Building evolution-proof drugs

A new generation of drugs could help combat the growing number of bacterial diseases that are becoming resistant to antibiotics, a study reveals.

Diseases that are currently curable could become life-threatening if they evolve resistance to existing treatments.

Antibiotics work by killing the bacteria, or stopping their growth, so any bacteria that are resistant to the drug will thrive, giving them an advantage over non-resistant ones. This advantage means the resistant bacteria are more likely to spread and become dangerous.

So researchers from the University of Edinburgh and University of Nottingham have been studying anti-virulence drugs, which work in a different way to antibiotics.

Anti-virulence drugs don't harm the bacterium itself; instead they target the part of the cell that makes people ill. If they still allow the bacteria to grow, these newer drugs won't allow resistant strains an advantage over non-resistant ones.

'Most pathogens have many virulence factors, factors that harm their hosts, but they all will have different functions, it's about picking the right factor as a target for the anti-virulence drugs,' explains PhD student Richard Allen of the University of Edinburgh, who led the research. 'If you don't affect growth then resistant strains won't be at an advantage.'

The ability of anti-virulence drugs to target certain parts of a bacterium, preventing the evolution of resistant strains, has led to claims these revolutionary drugs could be evolution-proof.

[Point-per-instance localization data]
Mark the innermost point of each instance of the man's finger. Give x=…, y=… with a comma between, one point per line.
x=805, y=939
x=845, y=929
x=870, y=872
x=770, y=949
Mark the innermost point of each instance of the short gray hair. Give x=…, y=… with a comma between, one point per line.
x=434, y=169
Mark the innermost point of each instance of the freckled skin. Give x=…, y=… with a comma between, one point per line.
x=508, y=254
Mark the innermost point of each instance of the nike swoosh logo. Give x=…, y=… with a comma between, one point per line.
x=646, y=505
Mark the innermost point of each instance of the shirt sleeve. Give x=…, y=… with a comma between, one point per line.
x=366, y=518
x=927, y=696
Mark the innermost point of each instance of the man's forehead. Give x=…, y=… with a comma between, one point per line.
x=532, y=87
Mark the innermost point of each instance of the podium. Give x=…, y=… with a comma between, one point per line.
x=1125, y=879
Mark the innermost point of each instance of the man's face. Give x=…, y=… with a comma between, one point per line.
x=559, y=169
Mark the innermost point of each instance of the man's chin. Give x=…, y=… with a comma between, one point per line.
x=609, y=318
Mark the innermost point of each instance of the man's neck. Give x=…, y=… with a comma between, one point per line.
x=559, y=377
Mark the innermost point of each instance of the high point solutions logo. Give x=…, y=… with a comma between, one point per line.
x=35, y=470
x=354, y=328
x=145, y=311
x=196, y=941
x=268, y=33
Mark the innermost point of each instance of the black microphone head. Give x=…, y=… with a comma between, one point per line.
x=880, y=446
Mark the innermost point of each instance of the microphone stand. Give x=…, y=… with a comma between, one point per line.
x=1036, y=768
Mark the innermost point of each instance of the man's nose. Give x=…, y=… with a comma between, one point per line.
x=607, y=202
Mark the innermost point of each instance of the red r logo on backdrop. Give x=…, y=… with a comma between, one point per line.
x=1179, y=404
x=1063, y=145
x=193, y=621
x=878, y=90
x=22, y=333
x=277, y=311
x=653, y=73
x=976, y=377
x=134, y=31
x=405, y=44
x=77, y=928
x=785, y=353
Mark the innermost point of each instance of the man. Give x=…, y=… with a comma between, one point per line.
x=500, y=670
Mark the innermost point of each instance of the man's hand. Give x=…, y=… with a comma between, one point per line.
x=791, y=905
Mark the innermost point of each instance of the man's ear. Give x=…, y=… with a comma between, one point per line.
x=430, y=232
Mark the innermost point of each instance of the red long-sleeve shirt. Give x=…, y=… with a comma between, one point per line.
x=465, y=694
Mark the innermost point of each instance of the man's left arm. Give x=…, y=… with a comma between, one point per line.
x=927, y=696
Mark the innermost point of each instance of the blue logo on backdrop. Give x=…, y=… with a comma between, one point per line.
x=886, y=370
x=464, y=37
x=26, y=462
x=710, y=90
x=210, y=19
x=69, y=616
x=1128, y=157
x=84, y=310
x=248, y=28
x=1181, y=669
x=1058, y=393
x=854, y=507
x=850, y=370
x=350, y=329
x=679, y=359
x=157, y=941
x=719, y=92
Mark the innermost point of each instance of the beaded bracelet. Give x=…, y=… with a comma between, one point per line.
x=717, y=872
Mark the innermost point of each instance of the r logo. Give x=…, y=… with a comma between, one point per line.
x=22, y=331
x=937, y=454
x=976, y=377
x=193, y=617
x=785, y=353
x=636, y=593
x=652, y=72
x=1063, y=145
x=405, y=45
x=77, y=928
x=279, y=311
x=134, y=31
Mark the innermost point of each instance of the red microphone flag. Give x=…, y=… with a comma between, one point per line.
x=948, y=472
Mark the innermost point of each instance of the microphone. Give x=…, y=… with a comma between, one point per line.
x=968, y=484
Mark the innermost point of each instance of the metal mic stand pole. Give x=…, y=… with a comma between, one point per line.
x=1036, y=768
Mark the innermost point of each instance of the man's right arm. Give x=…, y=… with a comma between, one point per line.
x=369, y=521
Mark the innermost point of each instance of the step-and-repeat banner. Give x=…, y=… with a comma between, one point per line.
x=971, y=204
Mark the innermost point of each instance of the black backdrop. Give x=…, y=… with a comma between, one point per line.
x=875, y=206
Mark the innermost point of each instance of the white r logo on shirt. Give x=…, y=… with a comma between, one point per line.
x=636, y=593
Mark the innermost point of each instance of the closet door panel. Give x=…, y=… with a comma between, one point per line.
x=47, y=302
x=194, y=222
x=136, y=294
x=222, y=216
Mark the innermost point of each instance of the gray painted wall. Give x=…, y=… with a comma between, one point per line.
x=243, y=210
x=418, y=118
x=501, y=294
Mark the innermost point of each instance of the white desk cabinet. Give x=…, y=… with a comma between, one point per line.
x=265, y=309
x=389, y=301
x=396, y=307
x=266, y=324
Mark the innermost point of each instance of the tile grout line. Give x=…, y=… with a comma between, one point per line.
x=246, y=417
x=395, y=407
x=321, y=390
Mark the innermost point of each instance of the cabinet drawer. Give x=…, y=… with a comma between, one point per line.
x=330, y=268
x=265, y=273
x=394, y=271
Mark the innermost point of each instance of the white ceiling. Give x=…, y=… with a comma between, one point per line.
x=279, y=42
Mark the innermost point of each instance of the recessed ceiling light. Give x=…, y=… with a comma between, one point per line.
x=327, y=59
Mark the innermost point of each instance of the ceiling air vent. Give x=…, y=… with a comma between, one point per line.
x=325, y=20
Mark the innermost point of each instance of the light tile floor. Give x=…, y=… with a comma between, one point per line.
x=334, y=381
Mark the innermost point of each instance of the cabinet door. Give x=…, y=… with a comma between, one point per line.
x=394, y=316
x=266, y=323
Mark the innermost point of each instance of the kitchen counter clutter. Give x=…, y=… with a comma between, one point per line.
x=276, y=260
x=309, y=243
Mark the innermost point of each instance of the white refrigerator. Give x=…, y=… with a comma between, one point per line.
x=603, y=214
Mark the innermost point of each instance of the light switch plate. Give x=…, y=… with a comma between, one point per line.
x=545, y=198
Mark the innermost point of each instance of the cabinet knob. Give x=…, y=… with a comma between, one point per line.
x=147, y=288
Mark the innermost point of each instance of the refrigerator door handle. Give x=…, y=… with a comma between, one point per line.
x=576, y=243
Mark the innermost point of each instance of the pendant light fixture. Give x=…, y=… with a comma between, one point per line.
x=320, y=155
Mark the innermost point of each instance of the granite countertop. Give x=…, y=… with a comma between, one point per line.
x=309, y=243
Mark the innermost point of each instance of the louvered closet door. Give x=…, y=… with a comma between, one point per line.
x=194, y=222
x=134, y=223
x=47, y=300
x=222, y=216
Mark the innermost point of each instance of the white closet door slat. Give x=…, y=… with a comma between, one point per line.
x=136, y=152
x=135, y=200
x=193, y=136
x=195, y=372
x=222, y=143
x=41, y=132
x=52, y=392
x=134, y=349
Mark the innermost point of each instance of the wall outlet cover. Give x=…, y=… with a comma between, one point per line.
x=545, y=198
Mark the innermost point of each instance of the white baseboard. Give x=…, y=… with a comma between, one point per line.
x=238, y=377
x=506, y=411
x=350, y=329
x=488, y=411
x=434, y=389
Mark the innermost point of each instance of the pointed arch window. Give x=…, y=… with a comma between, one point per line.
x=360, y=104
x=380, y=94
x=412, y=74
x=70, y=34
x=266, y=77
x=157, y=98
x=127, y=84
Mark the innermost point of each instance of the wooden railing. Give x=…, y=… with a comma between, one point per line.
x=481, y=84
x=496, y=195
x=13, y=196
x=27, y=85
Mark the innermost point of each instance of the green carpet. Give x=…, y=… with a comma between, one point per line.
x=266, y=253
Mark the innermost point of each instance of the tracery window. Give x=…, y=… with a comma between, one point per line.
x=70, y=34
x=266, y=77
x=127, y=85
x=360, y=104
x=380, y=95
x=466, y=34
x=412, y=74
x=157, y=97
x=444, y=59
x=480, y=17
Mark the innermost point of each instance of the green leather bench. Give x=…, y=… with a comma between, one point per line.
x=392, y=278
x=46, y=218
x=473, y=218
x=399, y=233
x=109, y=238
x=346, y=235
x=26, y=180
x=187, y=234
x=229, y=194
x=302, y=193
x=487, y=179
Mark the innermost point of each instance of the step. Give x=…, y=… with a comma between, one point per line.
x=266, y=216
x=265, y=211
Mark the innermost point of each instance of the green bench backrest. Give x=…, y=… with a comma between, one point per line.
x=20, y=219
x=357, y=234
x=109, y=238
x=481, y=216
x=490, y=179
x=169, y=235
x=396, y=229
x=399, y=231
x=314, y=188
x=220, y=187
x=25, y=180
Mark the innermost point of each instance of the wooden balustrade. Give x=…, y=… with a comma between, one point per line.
* * *
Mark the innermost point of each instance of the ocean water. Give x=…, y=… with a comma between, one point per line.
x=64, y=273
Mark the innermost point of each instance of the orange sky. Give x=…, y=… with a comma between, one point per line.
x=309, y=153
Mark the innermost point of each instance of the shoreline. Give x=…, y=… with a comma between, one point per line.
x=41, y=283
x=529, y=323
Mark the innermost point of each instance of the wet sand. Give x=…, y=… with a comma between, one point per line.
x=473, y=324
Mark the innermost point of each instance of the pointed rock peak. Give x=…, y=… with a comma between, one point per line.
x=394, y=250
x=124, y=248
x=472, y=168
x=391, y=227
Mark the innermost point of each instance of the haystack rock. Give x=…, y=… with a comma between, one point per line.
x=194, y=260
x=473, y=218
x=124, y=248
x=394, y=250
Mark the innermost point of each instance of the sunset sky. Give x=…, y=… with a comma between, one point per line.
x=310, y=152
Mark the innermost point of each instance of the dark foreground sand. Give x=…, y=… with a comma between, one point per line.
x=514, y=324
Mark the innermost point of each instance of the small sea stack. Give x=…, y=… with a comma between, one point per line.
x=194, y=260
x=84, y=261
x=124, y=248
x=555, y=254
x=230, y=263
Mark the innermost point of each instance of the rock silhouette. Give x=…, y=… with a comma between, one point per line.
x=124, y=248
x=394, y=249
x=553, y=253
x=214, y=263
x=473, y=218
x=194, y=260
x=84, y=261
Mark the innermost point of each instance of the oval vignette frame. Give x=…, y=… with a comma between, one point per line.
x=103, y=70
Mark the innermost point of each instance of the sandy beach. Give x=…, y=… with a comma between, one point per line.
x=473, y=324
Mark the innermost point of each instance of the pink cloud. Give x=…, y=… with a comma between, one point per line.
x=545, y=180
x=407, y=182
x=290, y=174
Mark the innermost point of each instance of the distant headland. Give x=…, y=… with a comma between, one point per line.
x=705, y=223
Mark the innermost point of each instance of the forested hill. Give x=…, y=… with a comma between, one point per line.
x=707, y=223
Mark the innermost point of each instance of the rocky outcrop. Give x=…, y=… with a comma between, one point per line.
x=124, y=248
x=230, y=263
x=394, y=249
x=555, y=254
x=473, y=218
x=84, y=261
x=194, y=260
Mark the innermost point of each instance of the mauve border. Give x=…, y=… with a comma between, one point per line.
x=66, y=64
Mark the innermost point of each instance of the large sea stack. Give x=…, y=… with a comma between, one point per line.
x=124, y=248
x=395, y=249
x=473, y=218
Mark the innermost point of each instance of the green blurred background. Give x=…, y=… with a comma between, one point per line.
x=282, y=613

Requirement 1: From the article on evolution-proof drugs, extract the part that opens with the words containing "Antibiotics work by" and closes with "strains an advantage over non-resistant ones.".
Requirement 2: Extend the article on evolution-proof drugs, picking up after its final sentence.

Written response 1:
Antibiotics work by killing the bacteria, or stopping their growth, so any bacteria that are resistant to the drug will thrive, giving them an advantage over non-resistant ones. This advantage means the resistant bacteria are more likely to spread and become dangerous.

So researchers from the University of Edinburgh and University of Nottingham have been studying anti-virulence drugs, which work in a different way to antibiotics.

Anti-virulence drugs don't harm the bacterium itself; instead they target the part of the cell that makes people ill. If they still allow the bacteria to grow, these newer drugs won't allow resistant strains an advantage over non-resistant ones.

Written response 2:
Allen and his colleagues carried out a review, published in Nature Reviews Microbiology, of work into anti-virulence drugs over the past five years, to assess whether or not these drugs are as evolution-proof as some claim.

'We need to understand exactly how virulence affects the fitness of a pathogen before we develop the drugs and with that knowledge we can target drugs towards virulence in a way that does not give resistant strains an advantage,' says Allen.

Anti-virulence drugs are not currently being used, and Allen suspects they are at least 20 years away from being commercially available. But reviews like this will help developers to build versions of these drugs which are the most likely to prevent the spread of resistant bacteria.

'It's important to think about these issues early so we can focus on the anti-virulence drugs which are less likely to develop resistance,' Allen concludes.